Yapılacak İşlemler:
**1.** Kaynak metne göre cesaretlendirme biçimleri ayrım gözetmeden kullanılırsa ne olabilir?
**2.** Kaynak metnin "Çocukların başarısını, gayretini" ile başlayıp "ne zaman övüleceği." ile biten bölümünü yeniden yazın ve bu bölümde "esnekliklerini" ifadesini "özgüvenlerini" olarak yeniden adlandırın.

Kaynak Metin:
----

Çocukların başarısını, gayretini ve olumlu davranışlarını cesaret verici sözlerle takdir etmenin onlar üzerinde güçlü etkileri olduğu bir gerçektir. Ancak kimi zaman çocukları takdir ettiğimizi zannederken, aslında onları yanıltırız, ikilemde bırakırız ve esnekliklerini kaybetmelerine yol açarız. Bu yüzden bazı cümleler teşvik etmek yerine cesaret kırıcı olabilir.

Bütün cesaret verici kelimeler birbiriyle eşit etkide değildir. Ayrım gözetmeden kullanılırsa, bazı cesaretlendirme biçimleri faydadan çok zarar verebilir. Anahtar nokta ise, çocukların nasıl ve ne zaman övüleceği.

İşte çocuklar için teşvik edici kelimeleri etkili bir şekilde kullanma konusunda 3 ipucu.

----

Satırlar:
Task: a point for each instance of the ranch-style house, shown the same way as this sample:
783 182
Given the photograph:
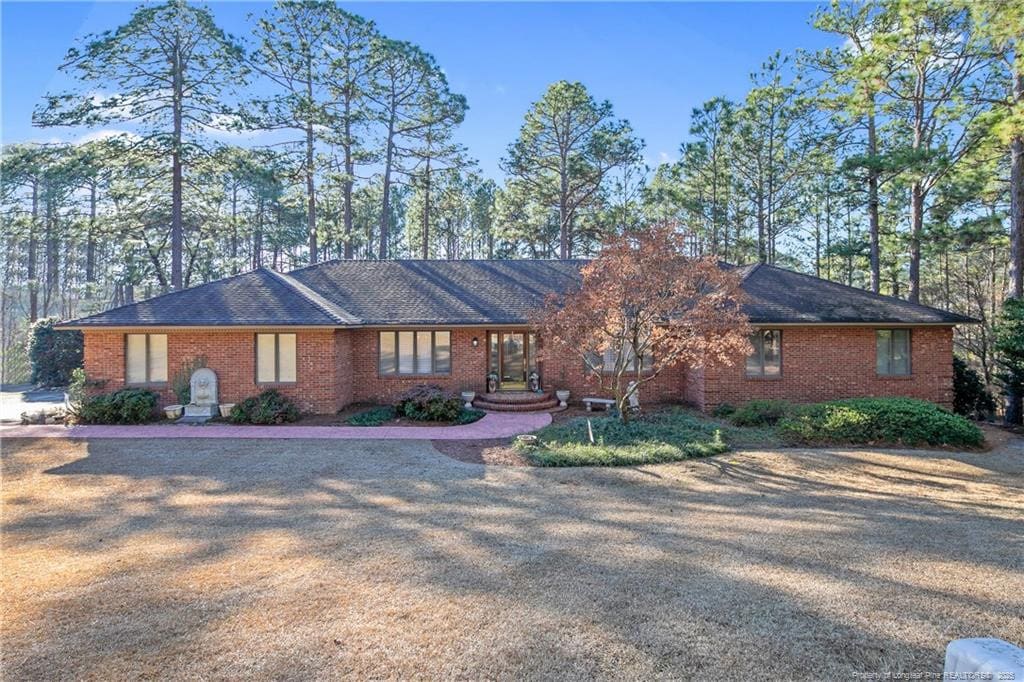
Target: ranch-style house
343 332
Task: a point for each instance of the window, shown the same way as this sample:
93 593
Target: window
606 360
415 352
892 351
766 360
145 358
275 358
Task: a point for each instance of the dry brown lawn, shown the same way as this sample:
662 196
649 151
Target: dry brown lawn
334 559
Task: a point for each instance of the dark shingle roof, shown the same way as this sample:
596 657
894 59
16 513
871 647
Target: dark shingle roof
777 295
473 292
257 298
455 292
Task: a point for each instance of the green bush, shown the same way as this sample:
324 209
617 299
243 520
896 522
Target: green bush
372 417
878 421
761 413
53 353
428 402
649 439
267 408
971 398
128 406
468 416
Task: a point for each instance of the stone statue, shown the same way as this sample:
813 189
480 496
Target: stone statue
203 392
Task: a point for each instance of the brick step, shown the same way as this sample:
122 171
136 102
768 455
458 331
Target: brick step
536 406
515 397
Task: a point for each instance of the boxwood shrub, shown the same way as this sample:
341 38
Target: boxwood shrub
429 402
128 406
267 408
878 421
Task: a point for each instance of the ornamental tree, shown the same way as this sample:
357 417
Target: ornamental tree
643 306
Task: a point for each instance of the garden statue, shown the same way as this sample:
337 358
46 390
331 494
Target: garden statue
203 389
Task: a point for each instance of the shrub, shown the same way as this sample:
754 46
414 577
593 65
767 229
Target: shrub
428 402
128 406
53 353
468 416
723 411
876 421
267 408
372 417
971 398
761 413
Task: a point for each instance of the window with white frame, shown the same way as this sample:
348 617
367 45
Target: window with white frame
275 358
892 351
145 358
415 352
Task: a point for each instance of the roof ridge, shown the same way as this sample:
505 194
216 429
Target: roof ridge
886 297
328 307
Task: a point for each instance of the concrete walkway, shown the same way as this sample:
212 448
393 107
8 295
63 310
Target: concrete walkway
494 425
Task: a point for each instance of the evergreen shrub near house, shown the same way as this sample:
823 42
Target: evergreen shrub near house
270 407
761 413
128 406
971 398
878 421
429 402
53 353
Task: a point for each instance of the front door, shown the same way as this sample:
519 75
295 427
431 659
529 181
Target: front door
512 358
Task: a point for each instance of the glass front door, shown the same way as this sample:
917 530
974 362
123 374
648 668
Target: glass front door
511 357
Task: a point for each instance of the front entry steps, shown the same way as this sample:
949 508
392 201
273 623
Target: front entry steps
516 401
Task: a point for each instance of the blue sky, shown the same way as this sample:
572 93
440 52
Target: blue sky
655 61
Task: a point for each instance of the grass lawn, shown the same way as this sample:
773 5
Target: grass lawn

----

Alıştırma Sonuçları:
**1.** Bazı cesaretlendirme biçimleri faydadan çok zarar verebilir.

**2.**
Çocukların başarısını, gayretini ve olumlu davranışlarını cesaret verici sözlerle takdir etmenin onlar üzerinde güçlü etkileri olduğu bir gerçektir. Ancak kimi zaman çocukları takdir ettiğimizi zannederken, aslında onları yanıltırız, ikilemde bırakırız ve özgüvenlerini kaybetmelerine yol açarız. Bu yüzden bazı cümleler teşvik etmek yerine cesaret kırıcı olabilir.

Bütün cesaret verici kelimeler birbiriyle eşit etkide değildir. Ayrım gözetmeden kullanılırsa, bazı cesaretlendirme biçimleri faydadan çok zarar verebilir. Anahtar nokta ise, çocukların nasıl ve ne zaman övüleceği.